#### WHAT NEEDS TO BE DONE:
An exact transcription of all the entries below is required.

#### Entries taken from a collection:

╭──

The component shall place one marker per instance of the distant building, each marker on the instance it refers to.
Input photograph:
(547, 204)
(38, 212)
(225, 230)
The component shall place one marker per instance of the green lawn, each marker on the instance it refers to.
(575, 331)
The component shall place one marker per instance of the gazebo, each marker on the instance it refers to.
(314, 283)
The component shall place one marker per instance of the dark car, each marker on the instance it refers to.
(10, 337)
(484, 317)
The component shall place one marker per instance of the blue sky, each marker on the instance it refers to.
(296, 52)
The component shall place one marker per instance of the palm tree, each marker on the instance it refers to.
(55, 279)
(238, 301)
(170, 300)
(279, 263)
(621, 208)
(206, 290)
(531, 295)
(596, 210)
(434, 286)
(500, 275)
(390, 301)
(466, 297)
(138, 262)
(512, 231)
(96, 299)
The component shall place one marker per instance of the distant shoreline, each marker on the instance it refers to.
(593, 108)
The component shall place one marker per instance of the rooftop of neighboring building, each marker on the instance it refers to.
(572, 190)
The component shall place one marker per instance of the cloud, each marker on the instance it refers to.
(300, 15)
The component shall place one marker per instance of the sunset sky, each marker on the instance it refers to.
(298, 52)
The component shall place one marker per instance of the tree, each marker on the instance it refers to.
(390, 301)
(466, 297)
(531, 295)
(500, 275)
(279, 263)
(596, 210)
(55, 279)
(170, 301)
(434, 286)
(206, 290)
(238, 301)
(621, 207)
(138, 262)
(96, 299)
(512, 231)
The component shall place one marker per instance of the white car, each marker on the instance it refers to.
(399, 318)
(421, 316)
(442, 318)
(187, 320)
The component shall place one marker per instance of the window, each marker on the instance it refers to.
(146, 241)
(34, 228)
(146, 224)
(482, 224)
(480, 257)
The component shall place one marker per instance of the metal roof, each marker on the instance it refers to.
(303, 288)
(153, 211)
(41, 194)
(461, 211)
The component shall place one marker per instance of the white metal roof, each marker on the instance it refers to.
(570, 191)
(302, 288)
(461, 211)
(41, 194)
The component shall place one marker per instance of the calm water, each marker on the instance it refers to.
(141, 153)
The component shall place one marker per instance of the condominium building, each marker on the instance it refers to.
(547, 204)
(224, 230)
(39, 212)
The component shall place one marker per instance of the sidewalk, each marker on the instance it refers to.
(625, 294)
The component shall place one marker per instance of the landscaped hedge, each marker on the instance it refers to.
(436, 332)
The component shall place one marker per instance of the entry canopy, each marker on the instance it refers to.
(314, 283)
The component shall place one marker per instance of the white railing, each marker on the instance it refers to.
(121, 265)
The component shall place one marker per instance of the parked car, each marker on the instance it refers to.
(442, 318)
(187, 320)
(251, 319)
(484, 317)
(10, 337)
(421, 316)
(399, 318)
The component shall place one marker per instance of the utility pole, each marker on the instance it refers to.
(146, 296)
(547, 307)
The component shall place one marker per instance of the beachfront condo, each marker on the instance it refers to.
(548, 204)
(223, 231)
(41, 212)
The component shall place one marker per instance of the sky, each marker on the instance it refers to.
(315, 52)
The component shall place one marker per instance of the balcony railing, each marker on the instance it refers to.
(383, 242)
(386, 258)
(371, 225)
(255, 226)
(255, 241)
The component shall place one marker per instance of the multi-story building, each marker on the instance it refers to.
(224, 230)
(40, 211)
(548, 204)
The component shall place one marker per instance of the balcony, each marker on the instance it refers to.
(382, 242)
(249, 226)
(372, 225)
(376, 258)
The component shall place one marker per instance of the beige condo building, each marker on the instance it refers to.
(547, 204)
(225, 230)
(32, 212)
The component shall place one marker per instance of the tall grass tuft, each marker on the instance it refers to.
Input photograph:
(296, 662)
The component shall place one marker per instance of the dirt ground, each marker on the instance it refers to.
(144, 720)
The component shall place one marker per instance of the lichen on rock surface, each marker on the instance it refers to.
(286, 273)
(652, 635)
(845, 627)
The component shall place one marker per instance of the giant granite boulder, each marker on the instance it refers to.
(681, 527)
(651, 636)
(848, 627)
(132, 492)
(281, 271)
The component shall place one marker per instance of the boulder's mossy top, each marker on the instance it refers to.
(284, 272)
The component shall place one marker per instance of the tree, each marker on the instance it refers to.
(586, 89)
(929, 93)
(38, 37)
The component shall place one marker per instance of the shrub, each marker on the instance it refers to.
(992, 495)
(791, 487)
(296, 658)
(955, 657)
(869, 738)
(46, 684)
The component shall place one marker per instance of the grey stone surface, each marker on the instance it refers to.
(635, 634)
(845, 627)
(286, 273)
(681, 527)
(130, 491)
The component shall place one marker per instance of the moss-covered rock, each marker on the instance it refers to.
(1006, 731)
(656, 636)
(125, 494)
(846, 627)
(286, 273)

╰──

#### OUTPUT OF THE EXERCISE:
The component shall place one marker per instance of the distant building, each marker on the instance it refers to.
Input photograph:
(547, 204)
(38, 212)
(225, 230)
The component shall place one marker per instance of the green lawn, each marker on the instance it refers to.
(575, 331)
The component shall place one marker per instance of the gazebo, each marker on the instance it refers to.
(314, 283)
The component shall place one marker per instance of the dark car, each marker on the instance it refers to.
(10, 337)
(484, 317)
The component shall place one marker per instance of the blue sky, each marker on the instance it refers to.
(296, 52)
The component shall place one marker per instance of the palm tree, each marker on the instance it refers to.
(55, 279)
(238, 301)
(170, 300)
(279, 263)
(621, 208)
(206, 290)
(531, 295)
(596, 210)
(434, 286)
(500, 275)
(390, 301)
(466, 297)
(138, 262)
(512, 231)
(96, 299)
The component shall place one marker per instance of the distant shoreline, each marker on the instance it refers to.
(593, 108)
The component shall place one marker per instance of the rooftop of neighboring building, each marker on the instance it refers to.
(572, 190)
The component shall place one marker per instance of the cloud, each marker on the instance it refers to.
(300, 15)
The component shall place one marker per instance of the sunset sky, each marker on the instance it refers to.
(298, 52)
The component shall place one marker per instance of the tree, each marker on the instance it refers to.
(390, 301)
(466, 297)
(531, 295)
(500, 275)
(279, 263)
(596, 210)
(55, 279)
(170, 301)
(434, 286)
(206, 290)
(238, 301)
(621, 207)
(138, 262)
(96, 299)
(512, 231)
The component shall place one marker per instance of the white car, each marker on the instance it refers to.
(399, 318)
(421, 316)
(442, 318)
(187, 320)
The component shall place one marker per instance of the window, each marker on the instance it refers to.
(146, 241)
(34, 228)
(146, 224)
(482, 224)
(480, 257)
The component shall place one marker per instance of the metal roof, each marker on the instance it refers to.
(303, 288)
(153, 211)
(41, 194)
(461, 211)
The component shall place one marker per instance of the white metal roof, each marker on the instance it refers to.
(570, 191)
(302, 288)
(461, 211)
(41, 194)
The component shall place one marker per instance of the calm water, each marker on the instance it refers to.
(141, 153)
The component shall place one marker per instance of the condominium building, each marker on the instance it refers to.
(547, 204)
(224, 230)
(39, 212)
The component shall place one marker per instance of the sidewalk, each marker on the instance it refers to.
(625, 294)
The component shall place one marker per instance of the landscaped hedge, each marker on the instance it refers to.
(436, 332)
The component shall place one marker per instance of the entry canopy, each marker on the instance it refers to.
(314, 283)
The component shall place one marker per instance of the white railing, each marker on the instance it refers to.
(121, 265)
The component shall place one marker per instance of the parked car, each marker on the instance it refers to.
(442, 318)
(187, 320)
(251, 319)
(484, 317)
(10, 337)
(421, 316)
(399, 318)
The component shall place one marker per instance of the utility pole, each marker on the instance it refers to.
(146, 296)
(547, 307)
The component shall place one marker per instance of the beachfront condo, each marker on the instance it refers to.
(548, 204)
(223, 231)
(41, 212)
The component shall place one marker per instance of the sky, each marker on the instance it refers to.
(315, 52)
The component shall place one marker per instance of the balcony railing, each marker on the instance it refers to.
(383, 242)
(386, 258)
(371, 225)
(255, 226)
(255, 241)
The component shall place one marker per instance of the multi-story building, each marker on the instance it refers to.
(224, 230)
(40, 211)
(548, 204)
The component shall place one marker per instance of the balcony, each marker on the instance it refers to.
(382, 242)
(249, 226)
(372, 225)
(376, 258)
The component shall place one marker per instance of the beige condo building, each marker on the instance it refers to.
(547, 204)
(225, 230)
(32, 212)
The component shall place one marker per instance of the tall grass tuft, each marker on the instance it refers to.
Input photograph:
(296, 662)
The component shall place one marker per instance of the dirt ground, each marker on the instance it refers to.
(144, 720)
The component shall place one marker per instance of the lichen on rock surface, each marker on the instance it refers to.
(286, 273)
(652, 635)
(845, 627)
The component shall place one marker per instance of the giant granite boulder, each marker on the instance it refers to.
(681, 527)
(651, 636)
(848, 627)
(132, 492)
(281, 271)
The component shall place one marker per instance of the boulder's mossy top, each marker on the instance it refers to.
(284, 272)
The component shall place one marker per instance of the tree, each marker on the instance it refers to.
(586, 89)
(929, 93)
(38, 37)
The component shall place one marker per instance of the shrub, each marker on the instance it refers to.
(992, 495)
(791, 487)
(296, 658)
(955, 657)
(869, 738)
(46, 684)
The component shall place one marker per instance of the grey stone surface, each marker on the instance it refers to.
(635, 634)
(845, 627)
(286, 273)
(681, 527)
(130, 491)
The component shall place one marker per instance of the moss-covered rock, each marker on the instance it refers to.
(1006, 731)
(656, 636)
(125, 494)
(846, 627)
(286, 273)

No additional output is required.